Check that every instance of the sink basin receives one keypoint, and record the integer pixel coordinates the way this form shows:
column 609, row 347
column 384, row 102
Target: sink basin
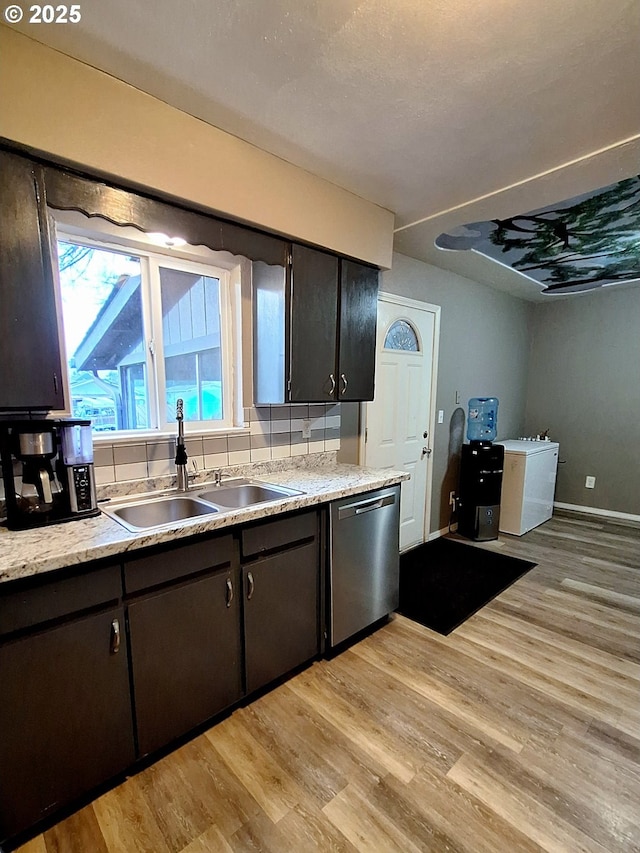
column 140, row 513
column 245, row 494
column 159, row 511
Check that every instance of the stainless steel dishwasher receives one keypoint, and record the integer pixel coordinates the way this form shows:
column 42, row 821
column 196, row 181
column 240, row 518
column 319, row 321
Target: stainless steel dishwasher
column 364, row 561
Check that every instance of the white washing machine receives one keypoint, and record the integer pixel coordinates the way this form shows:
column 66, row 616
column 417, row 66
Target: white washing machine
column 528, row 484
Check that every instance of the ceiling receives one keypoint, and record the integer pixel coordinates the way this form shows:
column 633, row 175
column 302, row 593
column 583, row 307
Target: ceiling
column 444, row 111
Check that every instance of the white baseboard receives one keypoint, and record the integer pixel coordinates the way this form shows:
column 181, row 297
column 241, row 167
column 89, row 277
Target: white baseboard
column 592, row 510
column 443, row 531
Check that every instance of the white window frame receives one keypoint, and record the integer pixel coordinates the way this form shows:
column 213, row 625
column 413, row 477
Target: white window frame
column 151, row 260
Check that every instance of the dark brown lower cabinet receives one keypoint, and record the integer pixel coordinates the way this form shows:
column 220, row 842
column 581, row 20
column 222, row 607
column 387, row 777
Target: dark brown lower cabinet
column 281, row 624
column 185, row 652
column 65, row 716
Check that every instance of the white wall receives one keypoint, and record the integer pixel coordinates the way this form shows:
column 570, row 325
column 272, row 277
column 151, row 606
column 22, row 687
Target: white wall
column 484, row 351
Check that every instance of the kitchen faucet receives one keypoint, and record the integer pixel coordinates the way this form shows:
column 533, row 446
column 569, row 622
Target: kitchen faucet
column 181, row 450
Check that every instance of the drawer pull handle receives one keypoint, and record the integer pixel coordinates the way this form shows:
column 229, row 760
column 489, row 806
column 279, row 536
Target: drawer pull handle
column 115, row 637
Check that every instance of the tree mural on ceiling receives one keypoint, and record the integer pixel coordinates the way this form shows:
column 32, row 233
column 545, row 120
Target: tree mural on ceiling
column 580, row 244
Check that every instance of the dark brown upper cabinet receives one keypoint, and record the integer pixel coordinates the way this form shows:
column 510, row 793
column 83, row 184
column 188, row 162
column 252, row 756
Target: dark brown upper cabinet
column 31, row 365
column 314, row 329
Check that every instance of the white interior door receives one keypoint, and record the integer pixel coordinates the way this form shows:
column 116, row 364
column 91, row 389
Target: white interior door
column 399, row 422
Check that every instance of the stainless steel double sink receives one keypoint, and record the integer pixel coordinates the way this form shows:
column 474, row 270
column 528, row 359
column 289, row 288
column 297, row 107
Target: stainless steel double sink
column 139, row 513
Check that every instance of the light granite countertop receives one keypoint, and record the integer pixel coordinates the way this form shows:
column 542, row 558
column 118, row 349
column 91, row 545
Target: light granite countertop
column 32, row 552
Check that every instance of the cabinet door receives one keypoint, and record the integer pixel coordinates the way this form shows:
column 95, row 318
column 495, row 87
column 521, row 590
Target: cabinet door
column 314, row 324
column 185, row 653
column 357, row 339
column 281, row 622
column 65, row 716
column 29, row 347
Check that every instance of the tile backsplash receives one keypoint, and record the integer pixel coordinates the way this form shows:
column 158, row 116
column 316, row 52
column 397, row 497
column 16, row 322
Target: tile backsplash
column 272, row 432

______________________________

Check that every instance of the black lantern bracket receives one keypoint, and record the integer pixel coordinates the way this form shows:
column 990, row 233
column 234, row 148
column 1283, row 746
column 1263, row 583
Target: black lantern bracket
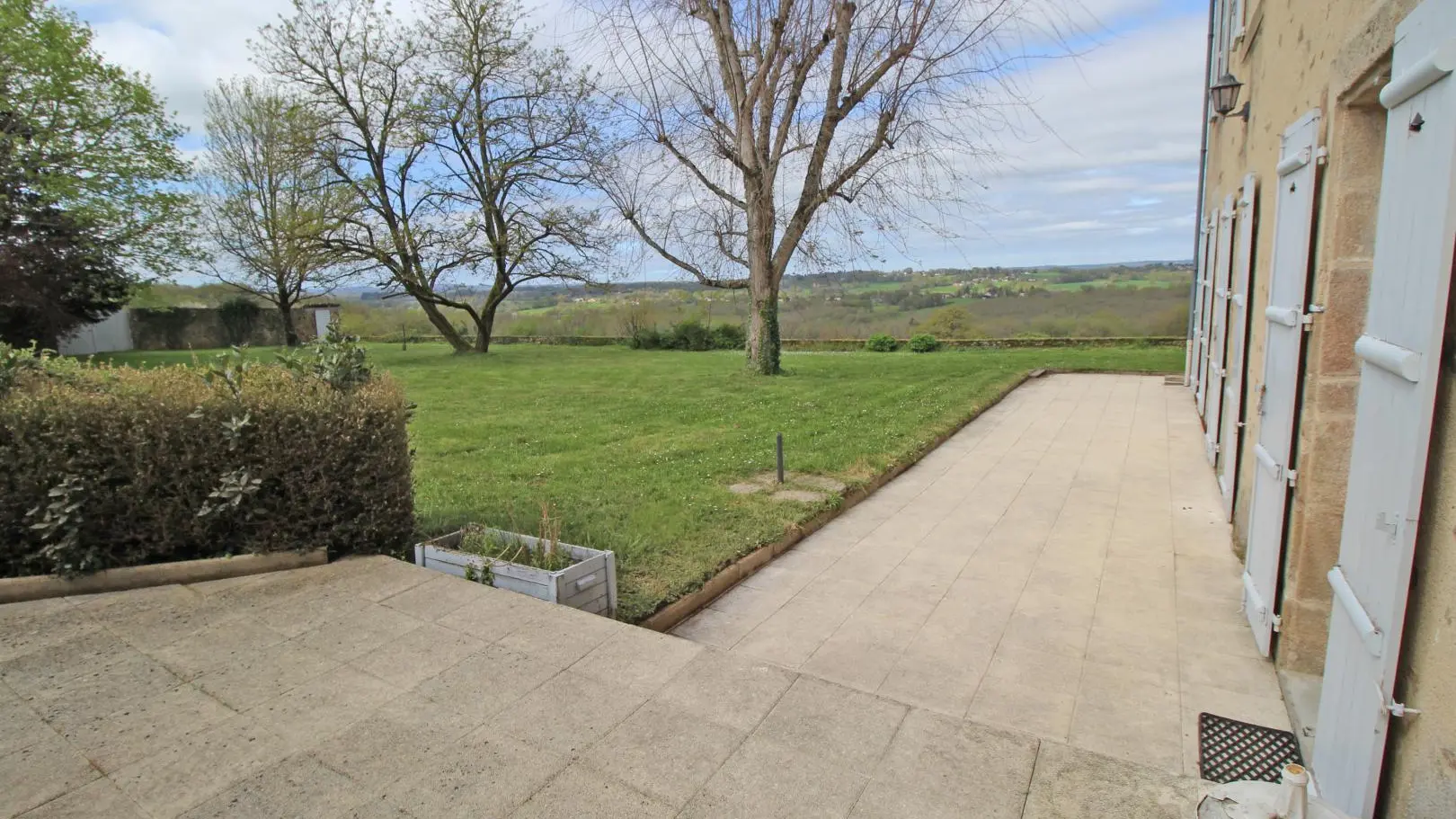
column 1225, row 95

______________________________

* [TASK DIRECTIONS]: Locate every line in the entries that contains the word "drawer" and copy each one out.

* [REPLY TO THE EXERCISE]:
Check that every instance of the drawer pull handle receives one keypoint, and record the integer pixel coordinates the way this form shows:
Target: drawer pull handle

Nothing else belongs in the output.